WORK INSTRUCTION - Reprint every entry, character for character.

*** DATA TO USE Section Begins ***

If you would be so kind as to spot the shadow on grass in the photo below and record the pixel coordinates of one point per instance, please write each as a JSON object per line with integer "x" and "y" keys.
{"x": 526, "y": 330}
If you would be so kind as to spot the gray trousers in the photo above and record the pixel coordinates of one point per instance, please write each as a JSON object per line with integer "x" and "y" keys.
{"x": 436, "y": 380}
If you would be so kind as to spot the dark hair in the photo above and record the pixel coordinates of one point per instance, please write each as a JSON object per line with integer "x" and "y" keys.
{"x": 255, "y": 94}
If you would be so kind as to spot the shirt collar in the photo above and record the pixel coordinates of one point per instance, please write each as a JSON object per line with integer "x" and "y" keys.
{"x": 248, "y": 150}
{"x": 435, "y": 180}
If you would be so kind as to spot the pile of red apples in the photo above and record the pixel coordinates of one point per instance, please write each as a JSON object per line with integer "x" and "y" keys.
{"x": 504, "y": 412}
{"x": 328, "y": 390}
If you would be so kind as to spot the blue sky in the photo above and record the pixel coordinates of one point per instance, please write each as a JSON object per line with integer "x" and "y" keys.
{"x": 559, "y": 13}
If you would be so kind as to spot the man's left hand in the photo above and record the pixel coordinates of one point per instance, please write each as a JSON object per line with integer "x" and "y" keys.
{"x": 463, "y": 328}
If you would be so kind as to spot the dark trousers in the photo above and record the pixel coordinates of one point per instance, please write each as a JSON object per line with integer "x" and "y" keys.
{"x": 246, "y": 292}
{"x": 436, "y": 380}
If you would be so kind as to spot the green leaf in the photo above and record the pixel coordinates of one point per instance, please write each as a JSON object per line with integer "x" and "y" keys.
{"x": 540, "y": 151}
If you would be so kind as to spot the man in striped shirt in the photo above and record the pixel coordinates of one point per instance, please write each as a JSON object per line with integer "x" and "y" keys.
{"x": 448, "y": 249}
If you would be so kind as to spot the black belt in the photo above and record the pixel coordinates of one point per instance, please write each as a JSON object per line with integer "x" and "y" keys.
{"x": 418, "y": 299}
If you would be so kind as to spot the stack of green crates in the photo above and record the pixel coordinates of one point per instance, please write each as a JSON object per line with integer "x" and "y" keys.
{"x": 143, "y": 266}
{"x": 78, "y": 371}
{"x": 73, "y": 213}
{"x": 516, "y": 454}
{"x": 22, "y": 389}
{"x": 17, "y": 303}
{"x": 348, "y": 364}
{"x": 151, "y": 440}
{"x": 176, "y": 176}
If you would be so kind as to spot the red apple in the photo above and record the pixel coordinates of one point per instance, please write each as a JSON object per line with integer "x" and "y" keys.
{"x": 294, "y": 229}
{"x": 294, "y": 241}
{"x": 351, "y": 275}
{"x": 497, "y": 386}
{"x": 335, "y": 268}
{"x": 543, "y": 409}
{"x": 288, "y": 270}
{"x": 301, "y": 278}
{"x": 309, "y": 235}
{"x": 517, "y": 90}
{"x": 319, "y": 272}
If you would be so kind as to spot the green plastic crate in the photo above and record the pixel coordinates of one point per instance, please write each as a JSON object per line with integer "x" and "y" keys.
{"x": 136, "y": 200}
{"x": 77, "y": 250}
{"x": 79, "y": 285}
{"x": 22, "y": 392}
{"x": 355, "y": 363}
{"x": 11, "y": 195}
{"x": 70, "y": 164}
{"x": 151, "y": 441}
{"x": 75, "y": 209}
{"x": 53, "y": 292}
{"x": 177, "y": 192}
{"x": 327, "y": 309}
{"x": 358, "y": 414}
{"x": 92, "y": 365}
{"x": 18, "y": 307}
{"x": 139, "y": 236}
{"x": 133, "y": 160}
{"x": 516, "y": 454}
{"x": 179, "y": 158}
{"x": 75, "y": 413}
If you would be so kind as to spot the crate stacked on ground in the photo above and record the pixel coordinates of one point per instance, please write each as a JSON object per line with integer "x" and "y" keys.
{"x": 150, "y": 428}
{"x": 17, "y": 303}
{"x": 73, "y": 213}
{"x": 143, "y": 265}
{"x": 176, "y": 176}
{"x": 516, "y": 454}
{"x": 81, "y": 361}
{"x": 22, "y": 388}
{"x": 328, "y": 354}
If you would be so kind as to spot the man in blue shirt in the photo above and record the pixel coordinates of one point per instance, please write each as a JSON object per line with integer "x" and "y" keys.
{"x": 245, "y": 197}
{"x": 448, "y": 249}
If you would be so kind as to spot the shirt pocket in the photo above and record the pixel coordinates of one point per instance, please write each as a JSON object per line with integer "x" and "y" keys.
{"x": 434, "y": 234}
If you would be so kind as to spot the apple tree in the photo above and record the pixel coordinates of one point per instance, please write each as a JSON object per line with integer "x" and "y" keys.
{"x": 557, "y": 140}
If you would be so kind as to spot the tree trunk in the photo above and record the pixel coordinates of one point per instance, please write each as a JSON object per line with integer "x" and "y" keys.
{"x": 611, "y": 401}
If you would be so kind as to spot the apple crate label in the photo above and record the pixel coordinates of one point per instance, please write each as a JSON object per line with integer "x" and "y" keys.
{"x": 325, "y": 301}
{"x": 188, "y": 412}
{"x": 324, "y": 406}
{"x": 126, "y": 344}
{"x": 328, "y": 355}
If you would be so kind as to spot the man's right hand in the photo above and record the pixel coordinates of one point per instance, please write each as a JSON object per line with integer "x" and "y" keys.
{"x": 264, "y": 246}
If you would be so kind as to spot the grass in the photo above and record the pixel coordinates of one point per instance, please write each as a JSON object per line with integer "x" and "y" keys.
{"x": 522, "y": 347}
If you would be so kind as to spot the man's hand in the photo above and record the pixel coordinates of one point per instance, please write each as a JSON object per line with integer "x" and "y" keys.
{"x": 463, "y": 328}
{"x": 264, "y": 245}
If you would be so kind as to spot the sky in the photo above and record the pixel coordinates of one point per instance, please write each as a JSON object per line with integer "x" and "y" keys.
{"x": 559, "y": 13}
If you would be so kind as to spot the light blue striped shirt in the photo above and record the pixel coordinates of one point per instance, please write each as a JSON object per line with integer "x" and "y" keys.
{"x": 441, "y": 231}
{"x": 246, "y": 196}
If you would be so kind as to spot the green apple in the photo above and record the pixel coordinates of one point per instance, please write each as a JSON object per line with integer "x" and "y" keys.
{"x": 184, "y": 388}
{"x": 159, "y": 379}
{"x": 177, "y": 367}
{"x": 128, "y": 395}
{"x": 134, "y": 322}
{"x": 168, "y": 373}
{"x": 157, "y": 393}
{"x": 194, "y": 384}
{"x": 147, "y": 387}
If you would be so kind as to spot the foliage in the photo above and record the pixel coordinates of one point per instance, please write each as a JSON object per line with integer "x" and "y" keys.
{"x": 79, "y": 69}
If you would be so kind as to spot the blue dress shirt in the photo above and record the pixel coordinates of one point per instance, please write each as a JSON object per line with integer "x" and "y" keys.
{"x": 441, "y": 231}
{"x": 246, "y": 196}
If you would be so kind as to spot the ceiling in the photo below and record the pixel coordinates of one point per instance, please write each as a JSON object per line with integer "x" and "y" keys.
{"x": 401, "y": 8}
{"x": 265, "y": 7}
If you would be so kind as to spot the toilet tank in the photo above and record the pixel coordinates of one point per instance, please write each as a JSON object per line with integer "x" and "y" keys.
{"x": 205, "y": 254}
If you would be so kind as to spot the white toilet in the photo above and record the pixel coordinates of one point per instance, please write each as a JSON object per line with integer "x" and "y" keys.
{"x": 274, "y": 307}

*** DATA TO USE Section Ends ***

TASK SOLUTION -
If you would be so kind as to spot the shadow on grass in the photo below and record the pixel coordinates of one point per instance, please write each as a JSON object per line with integer "x" and "y" keys.
{"x": 526, "y": 330}
If you would be so kind as to spot the gray trousers in the photo above and record the pixel coordinates of one point per instance, please write each as a JSON object per line with integer "x" and "y" keys.
{"x": 436, "y": 380}
If you would be so kind as to spot the dark hair in the photo above and record the pixel coordinates of one point per instance, please write each as a JSON object per line with integer "x" and "y" keys.
{"x": 255, "y": 94}
If you would be so kind as to spot the shirt collar in the photo above and record the pixel coordinates of one point per instance, please write each as a JSON object per line with integer "x" and "y" keys.
{"x": 248, "y": 150}
{"x": 435, "y": 180}
If you would be so kind as to spot the pile of red apples in the photo above and record the pixel coordinates of one point per instance, please write each as a JSON object per line with integer "x" and "y" keys.
{"x": 504, "y": 412}
{"x": 328, "y": 390}
If you would be so kind as to spot the blue sky in the photo above and record the pixel coordinates of one point per instance, please write each as a JSON object per line with integer "x" and "y" keys.
{"x": 559, "y": 13}
If you would be so kind as to spot the man's left hand in the photo above and record the pixel coordinates of one point per instance, please write each as a JSON object per line with integer "x" and "y" keys.
{"x": 463, "y": 328}
If you would be so kind as to spot the dark trousers in the photo above and record the pixel coordinates of one point per instance, please write each as a JSON object per line with integer "x" and "y" keys.
{"x": 246, "y": 292}
{"x": 436, "y": 380}
If you would be so kind as to spot the green leaf in the photo above and record the pixel coordinates of one point per instance, please write each as a JSON object per line with integer "x" and "y" keys.
{"x": 540, "y": 151}
If you would be so kind as to spot the man in striped shirt in the photo above and record the pixel coordinates of one point per instance, please write each as a JSON object per line with integer "x" and "y" keys.
{"x": 448, "y": 249}
If you would be so kind as to spot the black belt in the photo above and record the pixel coordinates of one point per instance, please write each as a JSON object per line with integer "x" and "y" keys.
{"x": 418, "y": 299}
If you would be so kind as to spot the stack of green crates in the photo above and record the pixel coordinates of one point per instance, please write each as a JSON object per line with integer "x" and "y" keys.
{"x": 143, "y": 266}
{"x": 78, "y": 371}
{"x": 73, "y": 213}
{"x": 516, "y": 454}
{"x": 22, "y": 389}
{"x": 17, "y": 303}
{"x": 348, "y": 364}
{"x": 151, "y": 440}
{"x": 176, "y": 176}
If you would be so kind as to spot the red apple in the photo above and record the pixel coordinates of one point per instance, please write each as a JSON object per line with integer "x" and "y" keys.
{"x": 294, "y": 229}
{"x": 294, "y": 241}
{"x": 351, "y": 275}
{"x": 497, "y": 386}
{"x": 335, "y": 268}
{"x": 543, "y": 409}
{"x": 288, "y": 270}
{"x": 301, "y": 278}
{"x": 309, "y": 235}
{"x": 517, "y": 90}
{"x": 319, "y": 272}
If you would be so kind as to spot the green plastic crate in the photo above and record the pixel coordinates of one point per instance, please write each as a JSON object per line with integer "x" and "y" keys.
{"x": 136, "y": 200}
{"x": 77, "y": 250}
{"x": 79, "y": 285}
{"x": 22, "y": 392}
{"x": 355, "y": 363}
{"x": 11, "y": 195}
{"x": 70, "y": 164}
{"x": 151, "y": 441}
{"x": 75, "y": 209}
{"x": 53, "y": 292}
{"x": 177, "y": 192}
{"x": 327, "y": 309}
{"x": 358, "y": 414}
{"x": 92, "y": 365}
{"x": 18, "y": 307}
{"x": 139, "y": 236}
{"x": 133, "y": 160}
{"x": 516, "y": 454}
{"x": 179, "y": 158}
{"x": 75, "y": 413}
If you would be so kind as to spot the crate stacked on ground in the photo above and record the pixel coordinates of one point per instance, please write each as a JSON object per line with integer "x" and "y" keys.
{"x": 150, "y": 428}
{"x": 17, "y": 303}
{"x": 73, "y": 213}
{"x": 143, "y": 265}
{"x": 176, "y": 176}
{"x": 516, "y": 454}
{"x": 81, "y": 361}
{"x": 22, "y": 388}
{"x": 328, "y": 354}
If you would be so kind as to spot the man in blue shirt in the photo above and record the pixel coordinates of one point per instance, please write each as a JSON object per line with integer "x" and "y" keys.
{"x": 245, "y": 197}
{"x": 448, "y": 249}
If you would be so kind as to spot the shirt pocket in the photo above and record the pixel coordinates of one point per instance, please write each as a JSON object per line with integer "x" and "y" keys.
{"x": 434, "y": 234}
If you would be so kind as to spot the apple tree in the photo above and record the pixel coordinates of one point per instance, please write each as a JSON object per line with integer "x" and "y" keys.
{"x": 557, "y": 140}
If you would be so kind as to spot the tree trunk in the photo above and record the pixel coordinates of one point per instance, please write each as a JSON object per line with integer "x" and "y" keys.
{"x": 611, "y": 401}
If you would be so kind as to spot the apple crate label in the photo above and record the pixel coordinates of one point per instance, please write each as a JSON object per line with integer "x" and "y" keys.
{"x": 325, "y": 301}
{"x": 188, "y": 412}
{"x": 324, "y": 406}
{"x": 126, "y": 344}
{"x": 328, "y": 355}
If you would be so kind as to spot the man's right hand in the photo above and record the pixel coordinates of one point per instance, please write each as a JSON object per line with integer "x" and "y" keys.
{"x": 264, "y": 246}
If you would be so kind as to spot the grass in the photo above and record the pixel coordinates of one point per instance, please write each as a JSON object per line with integer "x" and "y" keys.
{"x": 522, "y": 347}
If you would be so kind as to spot the man's hand in the photo above and record the pixel coordinates of one point per instance, please write each as a JSON object per line with integer "x" and "y" keys.
{"x": 463, "y": 328}
{"x": 264, "y": 245}
If you would be so kind as to spot the sky in the photo above and record the pixel coordinates of one point per instance, please write each as a JSON object per line with integer "x" and "y" keys.
{"x": 559, "y": 13}
If you would be so kind as to spot the light blue striped shirt in the photo above and record the pixel coordinates of one point per instance, please write each as a JSON object per line with integer "x" and "y" keys.
{"x": 441, "y": 231}
{"x": 246, "y": 196}
If you would be so kind as to spot the green apple in the photo above and record the pixel coordinates of one point per instance, please write each as a JSON object per line with integer "x" and "y" keys.
{"x": 184, "y": 388}
{"x": 159, "y": 379}
{"x": 177, "y": 367}
{"x": 128, "y": 395}
{"x": 134, "y": 322}
{"x": 168, "y": 373}
{"x": 157, "y": 393}
{"x": 194, "y": 384}
{"x": 147, "y": 387}
If you would be so kind as to spot the foliage in the photo above and record the pixel coordinates of one point per instance, please write each as a JSON object per line with integer "x" and "y" keys.
{"x": 79, "y": 69}
If you would be so kind as to spot the blue dress shirt in the photo above and record the pixel coordinates of one point per instance, please write each as a JSON object per line with integer "x" and "y" keys.
{"x": 441, "y": 231}
{"x": 246, "y": 196}
If you would be so kind as to spot the ceiling in the photo below and record the pixel coordinates of one point per instance, please write each as a JSON object per line with integer "x" and "y" keys.
{"x": 401, "y": 8}
{"x": 265, "y": 7}
If you would be so kind as to spot the toilet tank in the photo above and record the pixel coordinates of one point per instance, please write each as a JSON object per line with integer "x" and "y" keys.
{"x": 205, "y": 254}
If you would be so kind as to spot the white toilet in the photo above and record the pixel coordinates of one point per instance, please write each as a JSON object per line with integer "x" and "y" keys.
{"x": 274, "y": 307}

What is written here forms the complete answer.